[AUFGABE]:
Schreibe die folgenden Datensätze vollständig und wortgetreu Zeile für Zeile ab, lass dabei aber die Bilder weg.

[GEGEBENE DATEN]:

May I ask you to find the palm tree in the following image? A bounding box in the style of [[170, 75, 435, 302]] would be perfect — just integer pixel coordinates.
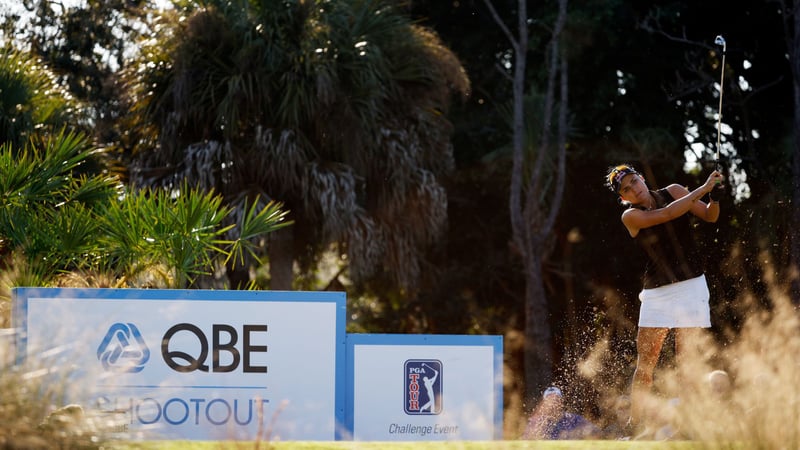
[[126, 0, 469, 291], [0, 48, 79, 148], [0, 131, 290, 326]]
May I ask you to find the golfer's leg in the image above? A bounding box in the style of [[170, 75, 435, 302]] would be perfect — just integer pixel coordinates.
[[631, 327, 669, 426]]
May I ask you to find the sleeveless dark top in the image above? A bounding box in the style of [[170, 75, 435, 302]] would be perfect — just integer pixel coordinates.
[[635, 188, 703, 289]]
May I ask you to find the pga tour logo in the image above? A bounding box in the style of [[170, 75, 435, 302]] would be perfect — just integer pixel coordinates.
[[403, 359, 442, 415]]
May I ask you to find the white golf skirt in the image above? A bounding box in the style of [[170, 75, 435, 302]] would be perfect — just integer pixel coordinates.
[[639, 275, 711, 328]]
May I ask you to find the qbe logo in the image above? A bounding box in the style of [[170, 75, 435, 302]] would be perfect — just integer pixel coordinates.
[[403, 359, 442, 415], [97, 323, 150, 373]]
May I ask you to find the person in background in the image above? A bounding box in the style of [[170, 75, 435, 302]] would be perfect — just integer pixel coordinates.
[[522, 386, 601, 440], [605, 164, 723, 433]]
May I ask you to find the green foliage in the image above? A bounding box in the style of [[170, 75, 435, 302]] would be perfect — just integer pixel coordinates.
[[0, 131, 290, 304], [126, 0, 469, 292], [0, 44, 76, 148]]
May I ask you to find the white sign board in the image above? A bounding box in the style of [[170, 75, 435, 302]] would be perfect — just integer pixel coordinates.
[[13, 288, 345, 440], [345, 334, 503, 441]]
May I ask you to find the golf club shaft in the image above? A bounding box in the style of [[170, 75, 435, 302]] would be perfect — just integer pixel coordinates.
[[715, 36, 727, 168]]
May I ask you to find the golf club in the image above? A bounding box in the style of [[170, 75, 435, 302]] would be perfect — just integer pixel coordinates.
[[714, 35, 727, 170]]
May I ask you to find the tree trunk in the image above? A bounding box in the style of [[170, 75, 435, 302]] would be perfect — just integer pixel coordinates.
[[525, 251, 553, 398], [787, 5, 800, 305], [267, 227, 294, 291]]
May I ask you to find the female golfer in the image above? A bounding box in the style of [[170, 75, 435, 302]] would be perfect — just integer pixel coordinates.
[[606, 164, 723, 428]]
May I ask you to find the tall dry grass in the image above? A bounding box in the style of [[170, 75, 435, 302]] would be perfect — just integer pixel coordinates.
[[575, 255, 800, 450]]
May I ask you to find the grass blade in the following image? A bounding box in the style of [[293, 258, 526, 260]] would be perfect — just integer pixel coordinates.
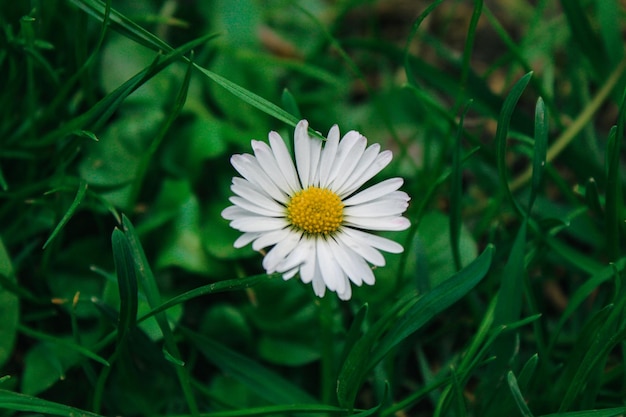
[[0, 389, 100, 417], [506, 371, 533, 417], [182, 328, 317, 404], [111, 228, 138, 341], [42, 180, 87, 249], [495, 72, 532, 214]]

[LÖSUNG]:
May I ask you to find the palm tree in the following image? A bounding box in the style of [[170, 75, 435, 302]] would be perfect — just integer pixel coordinates.
[[126, 0, 469, 291], [0, 48, 79, 148], [0, 131, 290, 326]]
May I ask you to find the golfer's leg in the image above? A bounding box in the style of [[170, 75, 435, 302]] would be perfect — just integer pixel coordinates.
[[631, 327, 669, 426]]
May I ask you to find the sleeveless dark top in the image above? A bounding box in the style of [[170, 75, 435, 302]] would be perfect — just integer pixel coordinates.
[[635, 188, 703, 289]]
May I ask you to find the pga tour logo in the image above? A bounding box in the style of [[170, 75, 435, 302]] would be perfect — just integer pixel coordinates.
[[403, 359, 442, 415]]
May I ask you to find the white golf skirt in the image above? A bounding box in the style of [[170, 75, 435, 302]] would be perfect — just integer pixel coordinates.
[[639, 275, 711, 328]]
May I ask you to find the qbe logo in the image above? A bounding box in the style of [[170, 75, 435, 302]] would be perfect — just integer pixel coordinates.
[[403, 359, 442, 415], [97, 323, 150, 373]]
May I ask you to find the person in background in the image above? A bounding box in the style of [[170, 75, 435, 302]] would be perfect — just integer pixel coordinates.
[[522, 386, 601, 440], [605, 164, 723, 433]]
May I ask you to find the green foliage in the image above? A bounding box in the style of [[170, 75, 435, 302]] would be perfect — just integer pixel coordinates.
[[0, 131, 290, 304], [126, 0, 469, 292], [0, 44, 76, 148]]
May I ask you to find the white sign board in the image above? A bounding box in the style of [[170, 75, 435, 302]] would be perfect — just integer pixel coordinates.
[[13, 288, 345, 440], [345, 334, 503, 441]]
May I ask you to find the golf club shaft in the image above? A bounding box in the style of [[170, 75, 435, 302]] would be perfect — just integer pixel coordinates.
[[715, 36, 727, 168]]
May I ask you to find the golf club in the image above? A bounding box in the style of [[170, 75, 435, 302]] would be perfect — just integer pixel coordinates.
[[714, 35, 727, 170]]
May I ask you to find the tree trunk in the image above? A bounding box in the style of [[170, 75, 435, 302]] would be perfect — just integer pixel coordinates.
[[525, 251, 553, 398], [787, 5, 800, 305], [267, 227, 294, 291]]
May I ask you to find the female golfer in the image above? A bounding box in the style of [[170, 75, 435, 302]] would be perfect — just integer pixel coordinates.
[[606, 164, 723, 428]]
May I ask you to find the tall dry grass in the image above? A bounding box in the style of [[170, 75, 435, 302]] would be perfect — just integer pixel coordinates.
[[575, 255, 800, 450]]
May I ask you to find the grass blade in the following image? A bounding box in the style of [[293, 258, 526, 260]] would be perfect — just integer pixel coordinates.
[[0, 389, 100, 417], [506, 371, 533, 417], [182, 328, 317, 404], [111, 228, 138, 341], [42, 180, 87, 249], [495, 72, 532, 214]]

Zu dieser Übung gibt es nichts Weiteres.